▸ **TASK DETAILS**: Give back every record below precisely as written.

━━━━━ THE RECORDS ━━━━━

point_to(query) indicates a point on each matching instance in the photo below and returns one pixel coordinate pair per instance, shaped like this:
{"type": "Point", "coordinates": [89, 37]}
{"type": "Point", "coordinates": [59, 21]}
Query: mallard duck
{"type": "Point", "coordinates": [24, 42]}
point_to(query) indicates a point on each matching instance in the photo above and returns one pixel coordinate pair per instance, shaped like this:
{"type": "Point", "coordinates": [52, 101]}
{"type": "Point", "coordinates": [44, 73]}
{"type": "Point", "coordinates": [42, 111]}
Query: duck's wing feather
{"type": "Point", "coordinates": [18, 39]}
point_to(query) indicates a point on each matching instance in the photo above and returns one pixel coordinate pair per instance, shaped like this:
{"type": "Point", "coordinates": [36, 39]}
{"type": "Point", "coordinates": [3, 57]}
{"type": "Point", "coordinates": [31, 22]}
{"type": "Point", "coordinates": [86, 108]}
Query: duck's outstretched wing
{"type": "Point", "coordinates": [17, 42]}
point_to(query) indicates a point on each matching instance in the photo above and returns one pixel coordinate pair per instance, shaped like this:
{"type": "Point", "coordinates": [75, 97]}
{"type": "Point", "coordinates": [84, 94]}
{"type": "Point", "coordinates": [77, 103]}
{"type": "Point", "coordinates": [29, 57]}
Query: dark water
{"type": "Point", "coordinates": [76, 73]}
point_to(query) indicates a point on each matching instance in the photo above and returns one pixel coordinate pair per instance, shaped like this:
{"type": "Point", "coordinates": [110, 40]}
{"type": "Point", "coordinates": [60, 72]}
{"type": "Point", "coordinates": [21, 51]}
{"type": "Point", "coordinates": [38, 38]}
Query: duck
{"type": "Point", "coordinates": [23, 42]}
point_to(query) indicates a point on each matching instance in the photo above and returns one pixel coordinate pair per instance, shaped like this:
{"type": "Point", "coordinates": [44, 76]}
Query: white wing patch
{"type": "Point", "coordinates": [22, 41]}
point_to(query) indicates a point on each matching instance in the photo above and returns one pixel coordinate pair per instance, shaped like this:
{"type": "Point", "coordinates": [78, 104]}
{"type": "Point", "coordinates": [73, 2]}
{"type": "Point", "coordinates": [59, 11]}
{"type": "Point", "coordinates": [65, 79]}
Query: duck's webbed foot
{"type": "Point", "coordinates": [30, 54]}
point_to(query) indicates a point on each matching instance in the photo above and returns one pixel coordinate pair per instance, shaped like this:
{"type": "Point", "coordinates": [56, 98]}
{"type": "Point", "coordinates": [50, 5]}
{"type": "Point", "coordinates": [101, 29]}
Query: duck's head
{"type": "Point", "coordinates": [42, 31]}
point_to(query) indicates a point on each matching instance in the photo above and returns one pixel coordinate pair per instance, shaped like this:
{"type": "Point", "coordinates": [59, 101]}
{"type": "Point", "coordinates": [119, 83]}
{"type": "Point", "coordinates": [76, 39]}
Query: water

━━━━━

▸ **SOLUTION BELOW**:
point_to(query) indicates a point on each matching instance in the photo below and returns one pixel coordinate pair per instance, shaped like this:
{"type": "Point", "coordinates": [89, 37]}
{"type": "Point", "coordinates": [59, 21]}
Query: mallard duck
{"type": "Point", "coordinates": [24, 42]}
point_to(query) indicates a point on each matching instance in the photo above and returns one pixel coordinate pair per instance, shaped like this:
{"type": "Point", "coordinates": [52, 101]}
{"type": "Point", "coordinates": [44, 73]}
{"type": "Point", "coordinates": [42, 111]}
Query: duck's wing feather
{"type": "Point", "coordinates": [18, 39]}
point_to(query) indicates a point on each matching instance in the photo above and returns one pixel coordinate pair per instance, shaped like this:
{"type": "Point", "coordinates": [36, 39]}
{"type": "Point", "coordinates": [3, 57]}
{"type": "Point", "coordinates": [31, 22]}
{"type": "Point", "coordinates": [86, 108]}
Query: duck's outstretched wing
{"type": "Point", "coordinates": [17, 42]}
point_to(query) indicates a point on each matching instance in the photo above and returns one pixel coordinate pair per instance, shaped like this:
{"type": "Point", "coordinates": [75, 97]}
{"type": "Point", "coordinates": [84, 94]}
{"type": "Point", "coordinates": [77, 103]}
{"type": "Point", "coordinates": [29, 57]}
Query: dark water
{"type": "Point", "coordinates": [76, 73]}
point_to(query) indicates a point on each matching instance in the photo above and returns one pixel coordinate pair per instance, shaped like this:
{"type": "Point", "coordinates": [110, 40]}
{"type": "Point", "coordinates": [60, 72]}
{"type": "Point", "coordinates": [21, 51]}
{"type": "Point", "coordinates": [38, 38]}
Query: duck
{"type": "Point", "coordinates": [23, 42]}
point_to(query) indicates a point on each matching instance in the photo above and returns one pixel coordinate pair per instance, shaped like this:
{"type": "Point", "coordinates": [44, 76]}
Query: white wing patch
{"type": "Point", "coordinates": [22, 41]}
point_to(query) indicates a point on each matching instance in the photo above and returns one pixel coordinate pair per instance, shaped like this:
{"type": "Point", "coordinates": [78, 104]}
{"type": "Point", "coordinates": [73, 2]}
{"type": "Point", "coordinates": [59, 11]}
{"type": "Point", "coordinates": [65, 79]}
Query: duck's webbed foot
{"type": "Point", "coordinates": [30, 54]}
point_to(query) indicates a point on each matching instance in the photo above and returns one pixel coordinate pair per instance, shaped like this:
{"type": "Point", "coordinates": [56, 98]}
{"type": "Point", "coordinates": [50, 5]}
{"type": "Point", "coordinates": [101, 29]}
Query: duck's head
{"type": "Point", "coordinates": [42, 31]}
point_to(query) indicates a point on each matching instance in the photo above and returns one pixel coordinate pair per instance, shaped like this:
{"type": "Point", "coordinates": [59, 101]}
{"type": "Point", "coordinates": [119, 83]}
{"type": "Point", "coordinates": [76, 39]}
Query: water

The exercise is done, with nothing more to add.